*** Opening of EXERCISE MATERIAL ***

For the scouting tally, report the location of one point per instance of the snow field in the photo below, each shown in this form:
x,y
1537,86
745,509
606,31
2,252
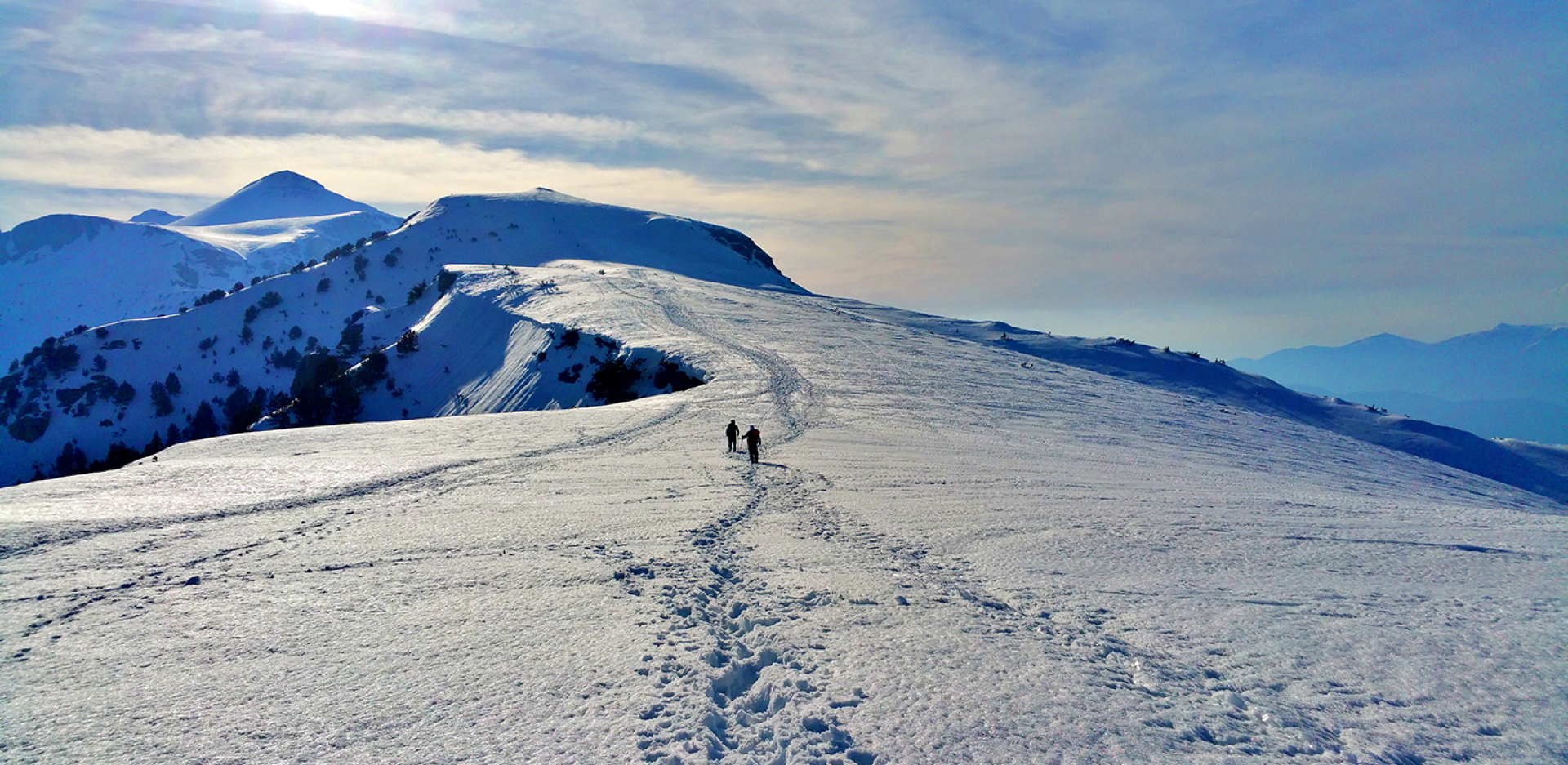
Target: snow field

*** Close of EXERCISE MATERIAL ***

### DESCRIPTION OF THE TASK
Word for word, restate each line above, minus its pictures.

### PROBLEM SOLUTION
For the scouting tally, report the location of one point per instance of the snow field in the photo below, each shown in this form:
x,y
1537,86
745,509
606,31
2,252
Target: snow field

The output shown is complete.